--- Directions for this task ---
Extend the dialogue about a plumber's claim that a house's vent pipe is leaking, picking up right after its final line below.

--- Document extract ---
====

CAROL: No. There’s none inside the house but he was looking at the pipe in the basement. The leak that he repaired there was from another pipe that – and he repaired that. And he said that he thought maybe that that had been leaking. But there’s no sign of water from the ceiling or any on the floor, you know, above the pipe there or anything.
TOM: Well, look, if you’ve got no evidence of a leak, he’s got to be more specific. I can tell you that those vent pipes typically do leak at the roof, because there’s a rubber gasket that is part of the flashing system. And over time, especially over 10 years, it’s going to crack and break and separate from the pipe. And sometimes, you get water that sort of leaks in there. They almost never leak from a plumbing problem, like a break in the joint, because from the bathroom, they go straight up to the roof.
So, there’s really not a good place for them to leak. Maybe an elbow but – I mean you would see that. You would see some staining or something. There’d be some evidence of it. So, I would ask the plumber to be a little more specific about what exactly is leaking before you turn over your checkbook, you know what I mean?
CAROL: Yes. In other words, maybe I should have someone to check the roof to see if the seal around that is broken or something.
TOM: Well, but yeah – but if you’re not seeing – you would see leak stains in the ceiling of the bathroom. I’ve seen this more than a hundred times and I can tell you if that seal is split, the water is going to go right down that pipe, hug that pipe and probably drip off into the ceiling. So, sure, it’s a good idea to always inspect your roof. But I’m just not – you’re not telling me anything that makes me think, “Oh, absolutely, you’ve got a leak there.”
CAROL: Oh, OK. Well, that’s really good news to me because I was concerned. Because he said if that pipe had to be replaced, it would have to be replaced from the basement, all the way to the top of the house.
TOM: Do you trust this plumber?
CAROL: He was – the plumber is – the company is an old company here in Canton and they seem to be very good. And I know of other people that have had them but I don’t know what his problem was that day that he saw that.
TOM: Yeah, that’s not sounding right to me. It’s very rare to have any reason to replace a vent pipe. Because a vent pipe carries air; it doesn’t carry water.

====

--- Data provided ---
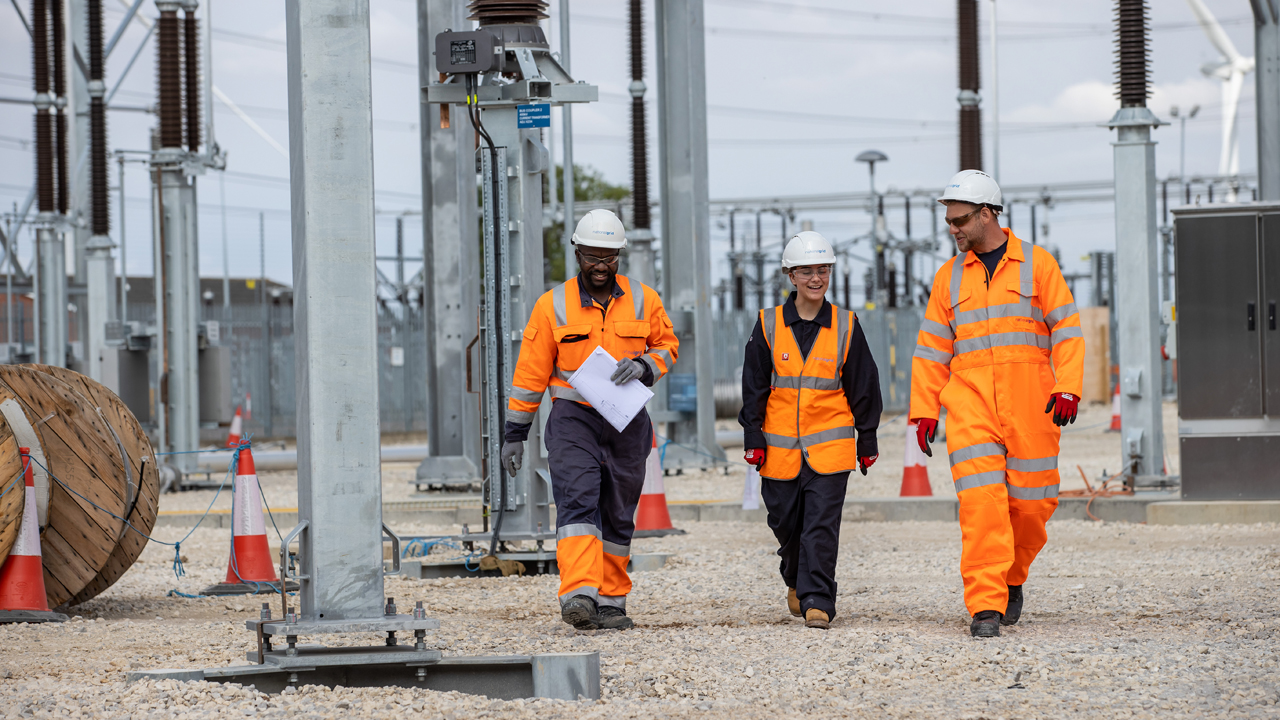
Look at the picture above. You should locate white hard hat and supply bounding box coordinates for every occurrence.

====

--- Expected output ---
CAROL: Right, right.
TOM: It carries water down, from the toilet down. But it carries air, basically, from the toilet up.
CAROL: OK. And then that’s what I told him. I said, “There’s no water that comes down through that.” I said – but he says, “Well, there could be when rain or something of that nature.” But I thought, “Well, that …”
TOM: Now, it’s sounding even more like the guy’s looking for a job.
CAROL: OK. Thank you very much. I appreciate that.
TOM: Alright. Good luck, Carol.
CAROL: Thank you.
TOM: Thanks so much for calling us at 888-MONEY-PIT.
And look, Leslie, if the guy’s got a – if she’s got a problem, then it’s got to be fixed. But I’ve never heard of a pipe like that leaking in that way and certainly not when rain comes into the pipe. Certainly, rain could get around the pipe but not into it.
LESLIE: You are tuned to The Money Pit Home Improvement Radio Show on air and online at MoneyPit.com.
Hey, you guys. It is seriously in the thick of the holidays. And if you are like me, you are running yourself ragged. And you sound like this, probably, this time of year because your kids are driving you nuts, you’ve got a ton of shopping to do, you want the house to look a certain way. Well, let us help you. And I promise your voice won’t sound like this if you ask us for some help. Give us a call at 888-MONEY-PIT.
TOM: 888-666-3974.
Up next, when it’s time to deck the halls, picking out the perfect Christmas tree is a fun family tradition. We’re going to have tips for choosing one that’s sturdy, smells great and lasts all season, after this.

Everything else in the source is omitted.